**WHAT THIS TASK INVOLVES**
Pick out and copy each line in the material below that contains the word "pants".

**SOURCE DATA**
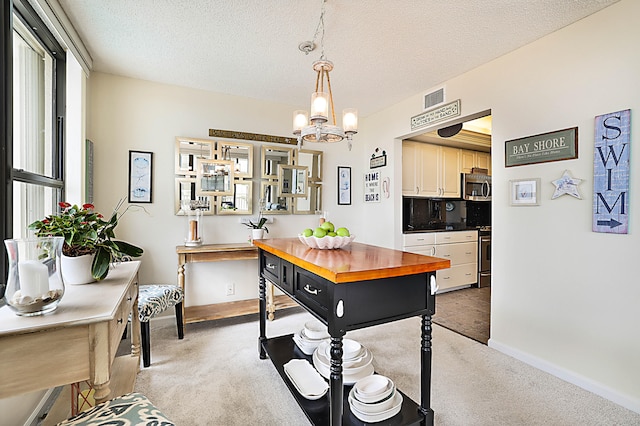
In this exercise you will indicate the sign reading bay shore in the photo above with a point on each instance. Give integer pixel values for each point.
(434, 115)
(543, 148)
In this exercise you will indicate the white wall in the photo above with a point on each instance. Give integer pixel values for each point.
(563, 298)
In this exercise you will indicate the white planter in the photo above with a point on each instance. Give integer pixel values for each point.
(257, 234)
(77, 270)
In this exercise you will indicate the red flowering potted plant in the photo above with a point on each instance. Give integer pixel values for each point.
(86, 232)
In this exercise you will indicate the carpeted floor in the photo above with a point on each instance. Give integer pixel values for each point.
(215, 377)
(466, 311)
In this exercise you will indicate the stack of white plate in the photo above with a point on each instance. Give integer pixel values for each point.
(374, 399)
(357, 361)
(310, 336)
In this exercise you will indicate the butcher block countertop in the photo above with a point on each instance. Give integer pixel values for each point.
(355, 262)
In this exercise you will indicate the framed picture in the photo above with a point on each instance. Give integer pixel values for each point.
(344, 185)
(525, 192)
(140, 173)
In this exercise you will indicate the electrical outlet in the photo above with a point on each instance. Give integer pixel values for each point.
(231, 289)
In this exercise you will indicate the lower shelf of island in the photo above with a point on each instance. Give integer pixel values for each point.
(282, 349)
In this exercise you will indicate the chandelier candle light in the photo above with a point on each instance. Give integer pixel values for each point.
(318, 130)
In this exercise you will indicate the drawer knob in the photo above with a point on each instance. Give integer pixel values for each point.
(309, 290)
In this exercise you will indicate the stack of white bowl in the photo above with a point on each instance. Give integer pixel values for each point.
(308, 339)
(374, 399)
(357, 361)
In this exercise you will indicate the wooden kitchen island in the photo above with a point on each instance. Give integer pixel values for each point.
(347, 289)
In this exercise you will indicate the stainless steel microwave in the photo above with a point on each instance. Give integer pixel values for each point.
(476, 187)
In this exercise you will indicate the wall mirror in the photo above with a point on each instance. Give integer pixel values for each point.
(240, 154)
(312, 204)
(271, 202)
(189, 151)
(237, 203)
(313, 161)
(214, 177)
(271, 157)
(292, 181)
(186, 198)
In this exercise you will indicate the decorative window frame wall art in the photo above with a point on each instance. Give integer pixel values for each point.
(140, 177)
(344, 185)
(525, 192)
(543, 148)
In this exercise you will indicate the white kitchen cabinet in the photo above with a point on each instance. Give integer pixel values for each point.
(430, 170)
(470, 159)
(460, 247)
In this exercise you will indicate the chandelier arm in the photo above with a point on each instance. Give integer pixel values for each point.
(333, 110)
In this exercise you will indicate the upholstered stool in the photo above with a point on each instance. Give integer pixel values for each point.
(153, 299)
(130, 409)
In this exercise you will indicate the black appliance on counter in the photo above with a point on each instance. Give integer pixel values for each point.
(420, 214)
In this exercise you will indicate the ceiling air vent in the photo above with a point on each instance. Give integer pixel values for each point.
(434, 98)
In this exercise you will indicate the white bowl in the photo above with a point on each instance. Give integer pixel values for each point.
(327, 242)
(315, 330)
(372, 386)
(372, 407)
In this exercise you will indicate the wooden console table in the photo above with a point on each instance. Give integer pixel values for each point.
(219, 253)
(77, 341)
(347, 289)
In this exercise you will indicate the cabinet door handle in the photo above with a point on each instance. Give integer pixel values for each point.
(310, 290)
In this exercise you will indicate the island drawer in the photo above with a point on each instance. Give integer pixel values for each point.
(312, 290)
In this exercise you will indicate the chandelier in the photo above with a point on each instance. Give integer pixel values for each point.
(315, 128)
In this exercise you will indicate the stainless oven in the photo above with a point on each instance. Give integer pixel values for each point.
(476, 187)
(484, 257)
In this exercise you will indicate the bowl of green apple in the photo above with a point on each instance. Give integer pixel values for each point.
(326, 237)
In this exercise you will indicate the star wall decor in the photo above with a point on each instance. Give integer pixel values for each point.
(567, 185)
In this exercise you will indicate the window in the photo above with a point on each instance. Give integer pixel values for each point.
(33, 75)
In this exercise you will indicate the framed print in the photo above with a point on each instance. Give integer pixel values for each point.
(344, 185)
(140, 174)
(525, 192)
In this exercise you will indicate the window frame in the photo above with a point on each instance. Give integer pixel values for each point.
(21, 9)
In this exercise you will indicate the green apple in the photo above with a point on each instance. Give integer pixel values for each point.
(319, 233)
(342, 232)
(327, 226)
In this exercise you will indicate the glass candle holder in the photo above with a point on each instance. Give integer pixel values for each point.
(194, 237)
(34, 281)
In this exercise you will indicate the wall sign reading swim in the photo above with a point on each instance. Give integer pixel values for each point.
(611, 173)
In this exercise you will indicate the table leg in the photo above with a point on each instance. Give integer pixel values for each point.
(271, 304)
(335, 382)
(182, 260)
(263, 314)
(425, 371)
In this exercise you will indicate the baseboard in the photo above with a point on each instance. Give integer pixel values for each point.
(585, 383)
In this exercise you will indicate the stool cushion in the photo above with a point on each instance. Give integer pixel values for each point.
(154, 299)
(130, 409)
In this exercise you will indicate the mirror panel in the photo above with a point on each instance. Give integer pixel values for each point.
(240, 154)
(215, 177)
(271, 202)
(313, 161)
(271, 157)
(239, 202)
(292, 181)
(189, 151)
(312, 204)
(185, 195)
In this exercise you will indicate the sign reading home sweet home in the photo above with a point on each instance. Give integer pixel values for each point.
(611, 173)
(553, 146)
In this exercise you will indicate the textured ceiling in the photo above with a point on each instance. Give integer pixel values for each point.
(383, 50)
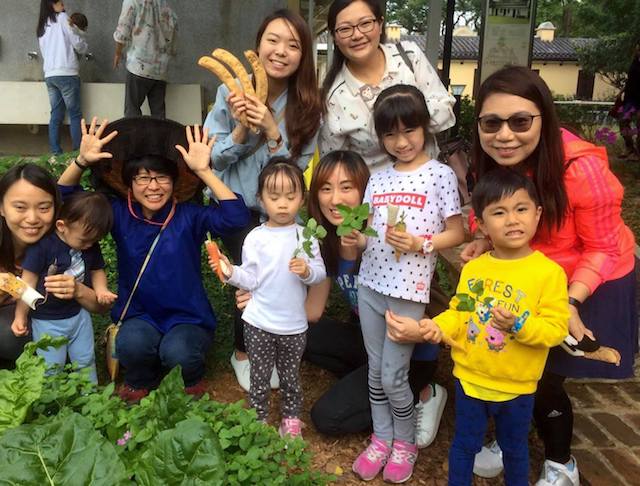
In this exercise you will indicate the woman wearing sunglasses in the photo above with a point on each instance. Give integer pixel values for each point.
(581, 229)
(363, 65)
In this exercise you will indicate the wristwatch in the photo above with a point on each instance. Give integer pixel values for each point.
(273, 145)
(427, 245)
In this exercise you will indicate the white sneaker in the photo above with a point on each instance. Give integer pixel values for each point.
(556, 474)
(243, 371)
(428, 415)
(488, 462)
(275, 379)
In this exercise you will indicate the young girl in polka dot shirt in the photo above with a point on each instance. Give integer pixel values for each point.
(397, 267)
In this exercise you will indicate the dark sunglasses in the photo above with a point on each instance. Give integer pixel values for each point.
(518, 122)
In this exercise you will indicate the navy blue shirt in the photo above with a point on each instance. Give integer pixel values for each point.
(171, 291)
(53, 256)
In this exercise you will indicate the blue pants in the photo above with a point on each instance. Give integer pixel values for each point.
(145, 352)
(64, 94)
(79, 330)
(512, 419)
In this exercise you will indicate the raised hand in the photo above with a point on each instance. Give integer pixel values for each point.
(198, 157)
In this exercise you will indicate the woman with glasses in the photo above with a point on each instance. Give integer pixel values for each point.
(581, 229)
(167, 319)
(363, 65)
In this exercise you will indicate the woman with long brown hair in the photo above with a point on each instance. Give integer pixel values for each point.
(287, 124)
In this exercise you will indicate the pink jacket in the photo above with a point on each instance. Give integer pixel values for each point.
(593, 245)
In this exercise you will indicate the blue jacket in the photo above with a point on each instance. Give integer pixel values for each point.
(171, 291)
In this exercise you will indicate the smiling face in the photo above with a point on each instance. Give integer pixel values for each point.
(511, 223)
(28, 212)
(280, 49)
(153, 195)
(506, 147)
(339, 188)
(406, 145)
(281, 200)
(358, 47)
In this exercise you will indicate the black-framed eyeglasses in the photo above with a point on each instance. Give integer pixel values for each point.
(144, 180)
(518, 122)
(363, 26)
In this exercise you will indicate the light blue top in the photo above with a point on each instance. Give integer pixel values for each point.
(235, 164)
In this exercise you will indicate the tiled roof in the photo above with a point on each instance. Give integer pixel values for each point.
(559, 49)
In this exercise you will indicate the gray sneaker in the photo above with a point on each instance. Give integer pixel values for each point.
(488, 462)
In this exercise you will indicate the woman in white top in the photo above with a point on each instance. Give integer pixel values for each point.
(60, 45)
(363, 65)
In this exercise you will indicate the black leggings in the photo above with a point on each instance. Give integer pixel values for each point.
(344, 408)
(553, 416)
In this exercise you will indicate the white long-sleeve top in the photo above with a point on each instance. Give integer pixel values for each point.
(60, 45)
(277, 294)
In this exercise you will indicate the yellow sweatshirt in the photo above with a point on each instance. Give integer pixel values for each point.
(534, 288)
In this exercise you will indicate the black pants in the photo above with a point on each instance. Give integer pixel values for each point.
(344, 408)
(553, 416)
(233, 245)
(10, 346)
(137, 89)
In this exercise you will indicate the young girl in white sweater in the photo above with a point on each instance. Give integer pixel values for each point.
(275, 326)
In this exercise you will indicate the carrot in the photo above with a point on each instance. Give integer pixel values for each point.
(214, 254)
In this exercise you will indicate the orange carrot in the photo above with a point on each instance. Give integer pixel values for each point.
(214, 254)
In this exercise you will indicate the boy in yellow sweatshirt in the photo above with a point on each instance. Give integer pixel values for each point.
(509, 309)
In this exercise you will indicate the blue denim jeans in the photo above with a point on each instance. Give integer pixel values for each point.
(146, 353)
(512, 419)
(64, 94)
(79, 330)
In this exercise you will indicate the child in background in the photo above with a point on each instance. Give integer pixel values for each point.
(510, 308)
(79, 21)
(72, 249)
(275, 326)
(426, 193)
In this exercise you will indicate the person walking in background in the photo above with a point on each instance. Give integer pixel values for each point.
(147, 31)
(59, 45)
(630, 109)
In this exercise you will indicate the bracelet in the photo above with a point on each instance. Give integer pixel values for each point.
(575, 302)
(81, 166)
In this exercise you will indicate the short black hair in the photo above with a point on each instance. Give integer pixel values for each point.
(499, 183)
(91, 209)
(154, 163)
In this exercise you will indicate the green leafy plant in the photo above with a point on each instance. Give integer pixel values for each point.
(311, 231)
(354, 219)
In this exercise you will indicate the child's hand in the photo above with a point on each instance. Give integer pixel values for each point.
(300, 267)
(226, 271)
(105, 297)
(503, 320)
(430, 331)
(402, 241)
(355, 238)
(19, 327)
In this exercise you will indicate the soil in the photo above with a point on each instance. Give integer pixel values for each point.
(332, 453)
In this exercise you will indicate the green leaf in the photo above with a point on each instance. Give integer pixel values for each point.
(65, 450)
(187, 454)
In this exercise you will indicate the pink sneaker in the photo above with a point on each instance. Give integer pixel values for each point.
(400, 466)
(371, 461)
(291, 426)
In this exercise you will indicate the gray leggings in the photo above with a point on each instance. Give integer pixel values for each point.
(390, 395)
(265, 349)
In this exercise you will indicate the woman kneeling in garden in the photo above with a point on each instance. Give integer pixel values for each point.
(169, 320)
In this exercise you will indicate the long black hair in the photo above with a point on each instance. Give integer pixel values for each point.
(546, 162)
(36, 176)
(338, 58)
(47, 12)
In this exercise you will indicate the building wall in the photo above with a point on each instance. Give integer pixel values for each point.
(202, 26)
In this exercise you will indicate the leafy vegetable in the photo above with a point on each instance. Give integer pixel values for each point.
(65, 450)
(354, 219)
(311, 231)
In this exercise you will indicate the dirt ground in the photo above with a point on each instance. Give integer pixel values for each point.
(332, 452)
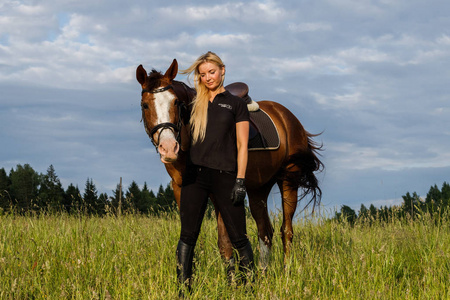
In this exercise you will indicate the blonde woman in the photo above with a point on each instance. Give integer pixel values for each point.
(218, 162)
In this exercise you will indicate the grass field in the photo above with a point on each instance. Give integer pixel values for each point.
(133, 257)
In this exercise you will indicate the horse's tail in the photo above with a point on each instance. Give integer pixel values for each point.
(299, 170)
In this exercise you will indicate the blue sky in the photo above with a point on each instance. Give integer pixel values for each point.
(373, 76)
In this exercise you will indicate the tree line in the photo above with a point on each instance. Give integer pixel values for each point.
(24, 190)
(436, 202)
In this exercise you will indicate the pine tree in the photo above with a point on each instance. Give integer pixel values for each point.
(24, 187)
(148, 200)
(51, 193)
(5, 198)
(72, 199)
(133, 196)
(92, 204)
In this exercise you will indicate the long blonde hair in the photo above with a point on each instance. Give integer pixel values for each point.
(199, 114)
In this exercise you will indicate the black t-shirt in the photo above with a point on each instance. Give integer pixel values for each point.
(219, 148)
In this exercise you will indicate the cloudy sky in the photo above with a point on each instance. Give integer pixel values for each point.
(373, 76)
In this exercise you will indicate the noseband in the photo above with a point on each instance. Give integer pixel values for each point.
(176, 129)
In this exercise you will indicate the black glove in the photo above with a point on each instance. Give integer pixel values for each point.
(238, 192)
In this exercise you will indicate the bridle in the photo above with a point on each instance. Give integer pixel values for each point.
(175, 128)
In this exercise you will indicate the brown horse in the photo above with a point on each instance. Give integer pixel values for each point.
(291, 166)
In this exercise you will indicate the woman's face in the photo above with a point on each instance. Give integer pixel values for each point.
(211, 75)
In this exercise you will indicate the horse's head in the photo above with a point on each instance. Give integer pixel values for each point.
(162, 110)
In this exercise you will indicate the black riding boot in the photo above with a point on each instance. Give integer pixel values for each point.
(231, 270)
(246, 263)
(185, 255)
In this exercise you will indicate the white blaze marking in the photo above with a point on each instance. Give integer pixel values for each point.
(163, 103)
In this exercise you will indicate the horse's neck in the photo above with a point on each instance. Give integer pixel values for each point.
(184, 92)
(176, 169)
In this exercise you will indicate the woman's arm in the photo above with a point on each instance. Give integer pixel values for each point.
(242, 129)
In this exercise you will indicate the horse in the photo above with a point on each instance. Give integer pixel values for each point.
(164, 103)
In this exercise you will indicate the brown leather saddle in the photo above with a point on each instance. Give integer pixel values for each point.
(263, 134)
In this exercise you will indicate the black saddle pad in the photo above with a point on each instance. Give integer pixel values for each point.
(263, 133)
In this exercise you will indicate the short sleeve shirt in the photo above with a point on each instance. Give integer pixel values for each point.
(219, 148)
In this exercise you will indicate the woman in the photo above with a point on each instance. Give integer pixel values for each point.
(218, 162)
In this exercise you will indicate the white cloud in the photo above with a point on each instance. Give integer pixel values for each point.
(309, 27)
(222, 40)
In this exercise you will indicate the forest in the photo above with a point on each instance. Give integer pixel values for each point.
(24, 190)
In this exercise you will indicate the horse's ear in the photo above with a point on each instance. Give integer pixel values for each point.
(141, 74)
(172, 71)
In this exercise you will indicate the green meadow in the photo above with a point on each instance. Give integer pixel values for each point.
(133, 257)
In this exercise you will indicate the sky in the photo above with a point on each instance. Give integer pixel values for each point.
(371, 76)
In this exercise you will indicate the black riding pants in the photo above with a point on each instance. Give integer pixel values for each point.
(198, 184)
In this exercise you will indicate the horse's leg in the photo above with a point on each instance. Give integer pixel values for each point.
(176, 192)
(258, 208)
(289, 204)
(223, 240)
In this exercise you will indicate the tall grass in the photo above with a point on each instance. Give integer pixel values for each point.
(133, 257)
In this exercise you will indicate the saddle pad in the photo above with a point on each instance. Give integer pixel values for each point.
(267, 137)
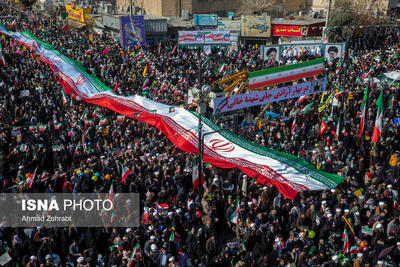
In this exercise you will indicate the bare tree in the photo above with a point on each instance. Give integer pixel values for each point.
(251, 7)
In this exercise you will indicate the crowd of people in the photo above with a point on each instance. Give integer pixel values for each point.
(40, 132)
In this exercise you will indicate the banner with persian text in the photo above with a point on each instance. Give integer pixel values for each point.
(222, 148)
(225, 104)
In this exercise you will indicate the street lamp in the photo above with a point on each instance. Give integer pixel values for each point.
(200, 98)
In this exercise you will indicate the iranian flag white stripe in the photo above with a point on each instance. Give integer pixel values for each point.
(222, 68)
(301, 99)
(195, 174)
(364, 109)
(3, 61)
(234, 218)
(125, 173)
(378, 121)
(288, 173)
(64, 97)
(284, 74)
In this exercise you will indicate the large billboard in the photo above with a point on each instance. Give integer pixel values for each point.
(255, 26)
(204, 37)
(191, 38)
(77, 13)
(205, 20)
(270, 54)
(334, 51)
(217, 37)
(291, 50)
(132, 30)
(225, 104)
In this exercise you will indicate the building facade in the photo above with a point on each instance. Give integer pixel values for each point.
(174, 8)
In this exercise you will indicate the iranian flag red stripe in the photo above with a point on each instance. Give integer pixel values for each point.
(234, 217)
(195, 174)
(364, 109)
(283, 74)
(379, 119)
(290, 174)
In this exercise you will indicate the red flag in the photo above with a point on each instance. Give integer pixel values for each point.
(116, 87)
(323, 127)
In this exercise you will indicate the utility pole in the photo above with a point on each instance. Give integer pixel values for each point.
(131, 8)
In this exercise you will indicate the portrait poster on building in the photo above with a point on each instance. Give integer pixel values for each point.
(270, 54)
(132, 31)
(333, 51)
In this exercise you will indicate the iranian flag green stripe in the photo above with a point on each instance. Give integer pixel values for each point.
(283, 74)
(290, 174)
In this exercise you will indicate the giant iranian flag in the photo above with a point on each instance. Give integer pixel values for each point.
(269, 77)
(290, 174)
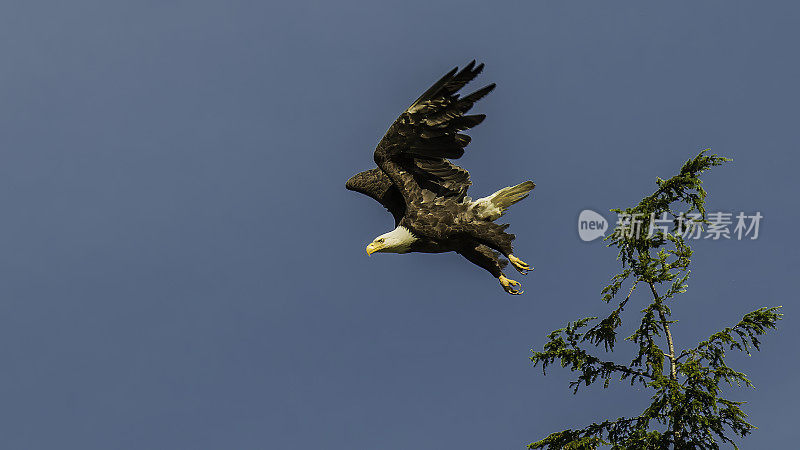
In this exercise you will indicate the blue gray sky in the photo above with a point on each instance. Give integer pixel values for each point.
(183, 268)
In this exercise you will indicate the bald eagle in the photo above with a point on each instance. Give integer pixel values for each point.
(427, 194)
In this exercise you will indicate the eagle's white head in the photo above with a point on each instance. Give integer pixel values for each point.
(398, 240)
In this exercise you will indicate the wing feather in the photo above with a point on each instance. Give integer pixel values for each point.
(416, 149)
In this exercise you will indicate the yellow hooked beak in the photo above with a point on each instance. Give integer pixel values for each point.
(373, 247)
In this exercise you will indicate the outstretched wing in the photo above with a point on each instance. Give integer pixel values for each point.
(416, 149)
(377, 185)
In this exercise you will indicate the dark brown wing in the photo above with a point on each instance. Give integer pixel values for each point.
(416, 149)
(377, 185)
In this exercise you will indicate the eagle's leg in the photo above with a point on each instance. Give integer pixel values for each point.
(507, 283)
(521, 266)
(494, 236)
(483, 256)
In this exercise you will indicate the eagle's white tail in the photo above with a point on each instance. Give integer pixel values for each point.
(495, 205)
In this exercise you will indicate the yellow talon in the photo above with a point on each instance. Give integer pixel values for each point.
(507, 283)
(521, 266)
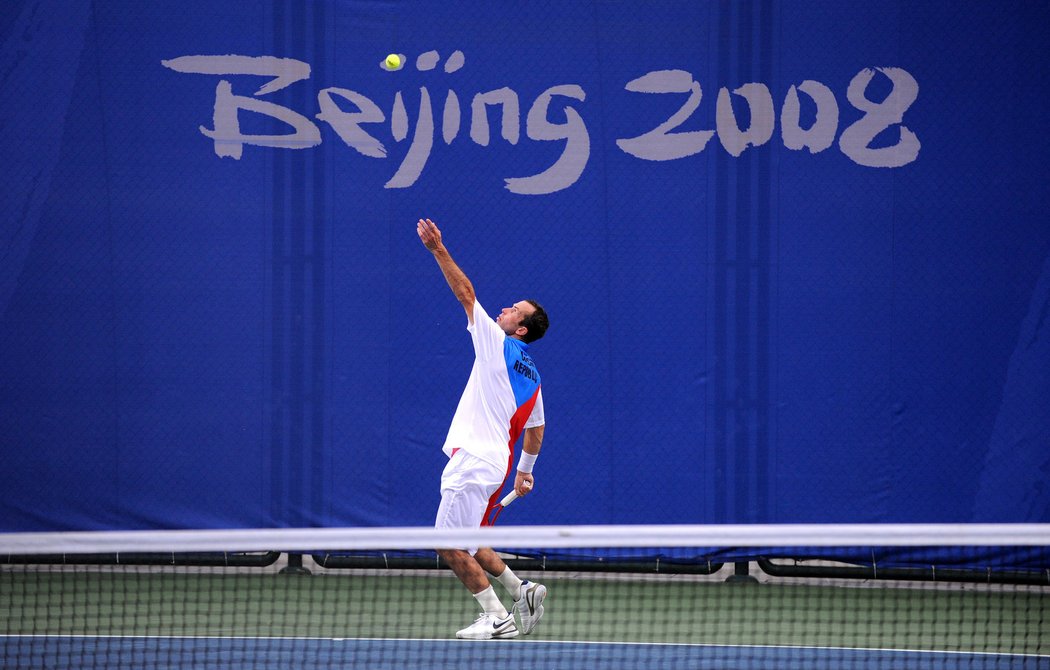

**OUTPUT BELOW**
In this exercise you will indicate the blue pants in the photo above with a point on each instance. Give integer pixel values for each point.
In this exercise you will indicate the black pants in the photo above with a point on each instance. Give integer pixel values for each point.
In this exercise you will indicate the black riding pants in the photo above with a point on each instance. Give integer pixel values for each point.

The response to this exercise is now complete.